Excerpted passage:
>>>>

Bridging a doorway is pretty easy, the bridge itself is just cosmetic not structural Use whatever bridging you like You could make a lift out, hinged lift, or swing "bridge", depends on how many times it needs to be opened, how much room you have, and who will be opening it. Let me know when you get to that point in the planning, and I'll help you with the mechanical part, alignment, electrical etc.


----------



## repman66 (Mar 10, 2021)

My bench is at 38 inches-I have three inches of foam to lay. The lowest part of the valley will be at 41 inches. Most of the town will be from 43-55 inches. My main lines on the edges will be running at a height of 50 inches roughly


----------



## repman66 (Mar 10, 2021)

scenicsRme said:


> Bridging a doorway is pretty easy, the bridge itself is just cosmetic not structural Use whatever bridging you like You could make a lift out, hinged lift, or swing "bridge", depends on how many times it needs to be opened, how much room you have, and who will be opening it. Let me know when you get to that point in the planning, and I'll help you with the mechanical part, alignment, electrical etc.

<<<<

Information given:
>>>>

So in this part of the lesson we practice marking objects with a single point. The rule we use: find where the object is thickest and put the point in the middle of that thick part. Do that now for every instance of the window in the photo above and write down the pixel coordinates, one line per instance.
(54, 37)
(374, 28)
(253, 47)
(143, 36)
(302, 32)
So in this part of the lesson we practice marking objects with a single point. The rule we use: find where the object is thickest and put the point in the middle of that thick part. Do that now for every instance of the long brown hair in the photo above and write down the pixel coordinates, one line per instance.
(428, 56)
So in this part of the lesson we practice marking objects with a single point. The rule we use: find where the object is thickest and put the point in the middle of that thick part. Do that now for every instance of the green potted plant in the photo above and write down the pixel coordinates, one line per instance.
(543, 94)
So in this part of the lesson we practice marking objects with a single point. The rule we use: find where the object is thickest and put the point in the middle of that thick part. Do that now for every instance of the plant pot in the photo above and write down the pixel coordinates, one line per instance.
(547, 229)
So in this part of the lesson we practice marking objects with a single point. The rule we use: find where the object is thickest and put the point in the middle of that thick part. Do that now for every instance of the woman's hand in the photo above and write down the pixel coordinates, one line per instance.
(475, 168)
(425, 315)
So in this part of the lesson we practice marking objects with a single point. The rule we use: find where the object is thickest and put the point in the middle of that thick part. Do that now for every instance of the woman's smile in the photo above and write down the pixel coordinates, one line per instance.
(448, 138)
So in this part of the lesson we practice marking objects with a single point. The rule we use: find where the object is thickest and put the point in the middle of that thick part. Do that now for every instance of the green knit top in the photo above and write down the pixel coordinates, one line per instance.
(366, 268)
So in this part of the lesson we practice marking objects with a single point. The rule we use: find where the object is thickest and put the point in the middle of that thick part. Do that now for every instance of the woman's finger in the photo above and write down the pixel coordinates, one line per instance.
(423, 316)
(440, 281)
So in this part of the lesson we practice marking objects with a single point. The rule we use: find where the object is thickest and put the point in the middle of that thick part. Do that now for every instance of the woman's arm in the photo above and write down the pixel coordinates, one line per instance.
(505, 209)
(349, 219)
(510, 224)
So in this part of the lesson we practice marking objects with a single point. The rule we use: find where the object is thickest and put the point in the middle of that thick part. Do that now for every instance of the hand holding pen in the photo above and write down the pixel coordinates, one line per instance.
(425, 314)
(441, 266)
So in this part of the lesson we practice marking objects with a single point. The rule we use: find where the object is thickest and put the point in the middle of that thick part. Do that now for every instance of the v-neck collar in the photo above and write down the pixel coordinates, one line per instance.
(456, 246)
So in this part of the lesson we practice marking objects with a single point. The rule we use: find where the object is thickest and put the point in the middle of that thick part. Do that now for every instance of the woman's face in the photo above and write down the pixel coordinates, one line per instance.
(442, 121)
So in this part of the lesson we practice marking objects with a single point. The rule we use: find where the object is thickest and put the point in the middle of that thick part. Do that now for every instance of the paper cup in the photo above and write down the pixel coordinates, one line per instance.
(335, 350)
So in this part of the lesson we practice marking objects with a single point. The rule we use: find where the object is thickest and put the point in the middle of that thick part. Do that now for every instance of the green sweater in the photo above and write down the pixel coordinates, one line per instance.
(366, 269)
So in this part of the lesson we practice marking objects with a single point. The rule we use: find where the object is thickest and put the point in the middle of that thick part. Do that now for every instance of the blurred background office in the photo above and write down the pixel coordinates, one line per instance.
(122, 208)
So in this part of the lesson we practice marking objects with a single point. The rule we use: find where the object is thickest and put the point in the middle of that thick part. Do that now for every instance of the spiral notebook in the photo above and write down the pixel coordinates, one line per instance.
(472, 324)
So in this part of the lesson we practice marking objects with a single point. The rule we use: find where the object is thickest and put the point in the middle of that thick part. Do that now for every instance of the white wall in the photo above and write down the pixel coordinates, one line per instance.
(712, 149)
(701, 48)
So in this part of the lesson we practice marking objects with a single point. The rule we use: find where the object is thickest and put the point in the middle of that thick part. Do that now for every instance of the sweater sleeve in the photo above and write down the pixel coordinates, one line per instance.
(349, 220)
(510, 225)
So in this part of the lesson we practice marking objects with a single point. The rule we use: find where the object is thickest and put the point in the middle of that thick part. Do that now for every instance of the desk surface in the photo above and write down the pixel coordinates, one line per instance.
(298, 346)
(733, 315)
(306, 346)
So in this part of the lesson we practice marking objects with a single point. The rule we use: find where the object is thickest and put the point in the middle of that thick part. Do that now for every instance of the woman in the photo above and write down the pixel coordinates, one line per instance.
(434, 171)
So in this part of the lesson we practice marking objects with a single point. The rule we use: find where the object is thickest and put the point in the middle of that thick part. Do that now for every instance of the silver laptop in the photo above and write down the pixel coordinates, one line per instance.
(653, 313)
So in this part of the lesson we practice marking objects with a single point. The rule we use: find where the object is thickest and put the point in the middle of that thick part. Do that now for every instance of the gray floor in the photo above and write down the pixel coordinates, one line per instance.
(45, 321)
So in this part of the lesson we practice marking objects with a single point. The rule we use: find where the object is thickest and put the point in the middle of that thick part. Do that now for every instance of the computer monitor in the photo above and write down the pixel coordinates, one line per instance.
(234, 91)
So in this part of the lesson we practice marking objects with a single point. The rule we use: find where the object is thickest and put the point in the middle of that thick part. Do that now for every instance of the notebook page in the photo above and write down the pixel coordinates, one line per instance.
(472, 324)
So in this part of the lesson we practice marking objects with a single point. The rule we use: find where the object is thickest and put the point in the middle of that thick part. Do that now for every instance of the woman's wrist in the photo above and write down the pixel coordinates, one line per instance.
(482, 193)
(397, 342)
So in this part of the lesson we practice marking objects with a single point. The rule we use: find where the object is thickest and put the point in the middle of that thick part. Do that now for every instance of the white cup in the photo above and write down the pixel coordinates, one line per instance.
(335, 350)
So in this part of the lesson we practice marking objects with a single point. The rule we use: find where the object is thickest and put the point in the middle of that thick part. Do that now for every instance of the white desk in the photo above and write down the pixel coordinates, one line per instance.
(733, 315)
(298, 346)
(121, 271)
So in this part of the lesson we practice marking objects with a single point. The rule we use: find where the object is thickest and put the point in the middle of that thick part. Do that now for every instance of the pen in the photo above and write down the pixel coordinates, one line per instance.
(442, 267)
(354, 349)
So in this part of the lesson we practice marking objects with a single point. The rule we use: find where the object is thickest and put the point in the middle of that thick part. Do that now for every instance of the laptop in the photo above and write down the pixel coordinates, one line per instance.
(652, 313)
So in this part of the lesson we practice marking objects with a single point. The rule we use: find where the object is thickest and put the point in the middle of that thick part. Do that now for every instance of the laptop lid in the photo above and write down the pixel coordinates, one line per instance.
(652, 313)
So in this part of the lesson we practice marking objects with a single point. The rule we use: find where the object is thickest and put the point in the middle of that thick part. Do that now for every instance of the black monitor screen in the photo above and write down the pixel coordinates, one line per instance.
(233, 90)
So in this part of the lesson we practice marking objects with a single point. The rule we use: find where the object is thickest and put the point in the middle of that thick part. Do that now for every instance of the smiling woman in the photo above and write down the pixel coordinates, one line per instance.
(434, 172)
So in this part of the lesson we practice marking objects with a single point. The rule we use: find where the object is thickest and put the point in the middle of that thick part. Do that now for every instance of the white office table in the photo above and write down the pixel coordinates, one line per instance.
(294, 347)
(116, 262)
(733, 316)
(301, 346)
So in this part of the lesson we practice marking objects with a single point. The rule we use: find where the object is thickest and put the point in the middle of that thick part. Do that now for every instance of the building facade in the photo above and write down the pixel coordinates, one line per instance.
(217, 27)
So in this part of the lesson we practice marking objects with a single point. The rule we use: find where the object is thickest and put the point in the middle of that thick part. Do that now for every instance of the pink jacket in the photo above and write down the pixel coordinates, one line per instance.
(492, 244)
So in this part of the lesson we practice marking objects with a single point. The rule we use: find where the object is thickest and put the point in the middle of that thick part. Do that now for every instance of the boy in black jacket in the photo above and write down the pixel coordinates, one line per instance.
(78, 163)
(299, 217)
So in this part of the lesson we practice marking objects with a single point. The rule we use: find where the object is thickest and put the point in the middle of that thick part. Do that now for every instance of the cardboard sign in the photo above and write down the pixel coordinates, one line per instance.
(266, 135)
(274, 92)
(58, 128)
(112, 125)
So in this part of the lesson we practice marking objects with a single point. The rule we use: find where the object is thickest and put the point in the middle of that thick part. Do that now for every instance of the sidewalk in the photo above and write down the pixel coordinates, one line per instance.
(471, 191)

<<<<

Problems:
(A) In the forum thread, at roughly what height will the main lines on the edges run?
(B) List every type of opening doorway bridge that the forum thread suggests.
(C) Extend the forum thread about bridging a doorway on a layout, picking up after its final line.

Expected responses:
(A) Roughly 50 inches.

(B)
- Lift out
- Hinged lift
- Swing "bridge"

(C)
Thank you so much-I just measured- with foam the lowest points will be 39 inches. A little low but the town and mill will be higher


----------



## scenicsRme (Aug 19, 2020)

OK, sounds good. I really would like to see you do some to scale track planning to be sure everything will fit and crossings and elevation changes are doable. Depending on your loco and the number of cars you want to haul, ~ 3% or less grade is about the workable max to shoot for, 2.5% over long distances or around turns is better..That means you need 100 linear inches of track to move up 3" (I don't know how much clearance is needed in HO, but the height of the roadbed, the track bottom of ties to the top of the rail, and any support under the ties of the overpassing track needs to be added to that minimum.) Do you have an NMRA clearance gauge? A worthwhile investment, you can check a lot of important measurements with one.


----------



## scenicsRme (Aug 19, 2020)

repman66 said:


> Thank you-I am perfectly willing to try things and redo-its a learning curve. I will get the mountains up and I plan on cutting access points in three of the corners incase a train derails under the mountains.
> 
> I am actually, after talking to a buddy from the club, going to move the roundhouse and such to the left side of the layout and model a small town after Altoona. The steel mill and rising city will be on a 9 x 7.5 block-which I think will be sufficient. I took measurements from models and with the river there is plenty of space for a mill.
> 
> ...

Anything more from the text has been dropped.